Revise the passage on Japanese vegan ingredients, starting with "Okara – Dried" and going on through "for summer dishes.", replacing "tofu hamburgers" with "tofu patties".

*Excerpted passage:*
┌──

The dark age of the Japanese empire’s totalitarianism from 1910 to 1945 ended after the dropping of two atomic bombs in Hiroshima and Nagasaki. Japan rendered an unconditional surrender to the allied forces by signing Potsdam declaration in 1945. After that, meat-consumption culture rushed into this country, mostly from the US, and now meat pops up everywhere in Japan. Sadly, nowadays, it is not easy to be vegan in Japan. Even something as clearly vegan as potato chips sometimes contains chicken powder. And newly launched soy milk coffee often contains dairy-derived casein.
With television commercials promoting milk, and celebrities eating “delicious” Kobe beef. Japanese people no longer have the slightest doubt at all about eating meat. Now many people suffer from modern diseases such as cancer, diabetes, high blood pressure and allergy problems. They go to the hospitals and many medications are given to them - more big money for pharmaceutical companies.
As a result of all this, the “vegan” culture in Japan is no longer advanced. I once went to the Vegan Festival in Osaka and they were selling eggs and honey! Many people are not quite sure what vegan means.
Some of the big companies have started to launch “New Meat”. I had tears in my eyes when I saw a whole stall of meat substitutes (soy ham, soy chicken nuggets,etc.) right next to the real animal dead corpses in the supermarket. However, sadly for my very few vegan friends, they contained dairy and egg.
It has not all been one-way traffic. Japanese food knowledge has also spread to the west. Macrobiotic cooking was originally started in Japan by Mr. Michio Kushi. He went to Boston, Massachusetts, in the US to teach the macrobiotic methods to cure modern diseases and such. Perhaps we can rediscover our long vegan traditions and knowledge and spread them as well.
Some traditional vegan treats
Japan has quite a few traditional “vegan” ingredients that are very healthy and can be used in many versatile ways. Here I would like to share with you some traditional Japanese “vegan” ingredients.
Natto – Soy fermented beans. Due to fermentation, this has a slippery texture. You can eat it with a dab of soy sauce and rice. Natto that sells in supermarkets in Japan contains sauce with fish stock, so you can avoid using that sauce and use soy sauce like Tamari instead.
Umeboshi – Picked plum. It is very salty. We eat it little by little with rice. Also you can make vegan umeboshi soup with rice, as well as umeboshi and hot green tea. Some of the sweet Umeboshi contains honey so if you are vegan, please double check.
Atsuage – Deep fried tofu. It has a thick volume so you can use it as a meat substitute. Wash with hot water before cooking to get rid of excess oil.
Nori – Dried seaweed. Contains good sea minerals and is good for shiny black hair. We eat it with rice or as a topping for cold soba (buckwheat) noodles. Some of the super-market sold Nori contains oyster or fish extract. Please double check.
Hoshi-shiitake – Dried shitake mushrooms. You can get an amazing Dashi (soup stock) by soaking Shitake for one night. Also, it can be used as meat substitute. It has a pleasant aroma.
Okara – Dried soy curds. You can add some vegetables to make tofu hamburgers with this. It is healthy and filling.
Goma-dofu – Sesami tofu with wasabi and soy sauce. It is a Kosasan speciality. Serve it cold. Great for summer dishes.

└──

*Raw data:*
┌──

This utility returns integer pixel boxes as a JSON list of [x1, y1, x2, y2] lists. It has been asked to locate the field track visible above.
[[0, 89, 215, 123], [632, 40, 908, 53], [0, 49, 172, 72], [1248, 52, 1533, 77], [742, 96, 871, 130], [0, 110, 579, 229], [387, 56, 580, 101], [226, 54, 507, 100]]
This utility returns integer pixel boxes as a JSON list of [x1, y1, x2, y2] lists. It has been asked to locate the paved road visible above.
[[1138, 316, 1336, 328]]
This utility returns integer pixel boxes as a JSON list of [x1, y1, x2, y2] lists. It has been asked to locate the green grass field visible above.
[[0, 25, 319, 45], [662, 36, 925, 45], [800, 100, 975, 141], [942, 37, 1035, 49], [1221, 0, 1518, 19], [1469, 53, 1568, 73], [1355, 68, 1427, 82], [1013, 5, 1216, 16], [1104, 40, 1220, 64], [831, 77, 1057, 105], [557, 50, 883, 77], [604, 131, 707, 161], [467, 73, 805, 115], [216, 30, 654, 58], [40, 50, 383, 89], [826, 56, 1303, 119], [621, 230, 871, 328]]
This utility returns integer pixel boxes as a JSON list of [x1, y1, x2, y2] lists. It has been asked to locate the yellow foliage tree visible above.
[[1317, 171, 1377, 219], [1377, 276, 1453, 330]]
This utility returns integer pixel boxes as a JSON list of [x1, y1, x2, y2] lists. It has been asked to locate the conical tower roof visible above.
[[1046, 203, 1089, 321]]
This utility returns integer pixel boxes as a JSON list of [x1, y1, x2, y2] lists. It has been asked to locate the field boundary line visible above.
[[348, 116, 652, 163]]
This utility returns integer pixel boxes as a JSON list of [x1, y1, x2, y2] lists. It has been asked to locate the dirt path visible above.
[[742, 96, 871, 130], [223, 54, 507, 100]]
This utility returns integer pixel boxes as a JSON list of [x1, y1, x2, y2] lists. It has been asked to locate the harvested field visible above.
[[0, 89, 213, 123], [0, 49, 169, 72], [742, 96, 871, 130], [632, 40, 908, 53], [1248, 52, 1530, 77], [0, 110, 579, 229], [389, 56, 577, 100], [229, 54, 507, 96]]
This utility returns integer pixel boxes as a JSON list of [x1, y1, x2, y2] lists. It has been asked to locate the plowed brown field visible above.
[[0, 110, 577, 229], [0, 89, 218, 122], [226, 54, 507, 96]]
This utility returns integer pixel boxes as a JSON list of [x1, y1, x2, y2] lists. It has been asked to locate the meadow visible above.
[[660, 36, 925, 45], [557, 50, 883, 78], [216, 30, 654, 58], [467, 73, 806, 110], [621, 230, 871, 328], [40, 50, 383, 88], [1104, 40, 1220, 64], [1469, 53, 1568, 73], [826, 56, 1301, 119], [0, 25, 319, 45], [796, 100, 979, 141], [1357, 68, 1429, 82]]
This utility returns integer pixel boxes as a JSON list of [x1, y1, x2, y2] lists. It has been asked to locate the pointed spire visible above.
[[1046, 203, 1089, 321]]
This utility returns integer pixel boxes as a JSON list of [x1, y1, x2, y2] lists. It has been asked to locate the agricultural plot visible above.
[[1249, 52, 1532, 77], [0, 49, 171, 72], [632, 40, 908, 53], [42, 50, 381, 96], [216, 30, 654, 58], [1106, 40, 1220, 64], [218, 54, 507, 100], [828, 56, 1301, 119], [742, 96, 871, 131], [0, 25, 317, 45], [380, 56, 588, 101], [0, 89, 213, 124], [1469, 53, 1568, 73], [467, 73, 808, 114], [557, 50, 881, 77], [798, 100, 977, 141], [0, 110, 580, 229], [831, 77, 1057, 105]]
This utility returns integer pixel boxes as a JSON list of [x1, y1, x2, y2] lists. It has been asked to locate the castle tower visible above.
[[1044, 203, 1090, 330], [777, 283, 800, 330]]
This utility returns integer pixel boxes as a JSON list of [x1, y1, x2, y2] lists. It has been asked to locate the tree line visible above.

└──

*Response:*
Okara – Dried soy curds. You can add some vegetables to make tofu patties with this. It is healthy and filling.
Goma-dofu – Sesami tofu with wasabi and soy sauce. It is a Kosasan speciality. Serve it cold. Great for summer dishes.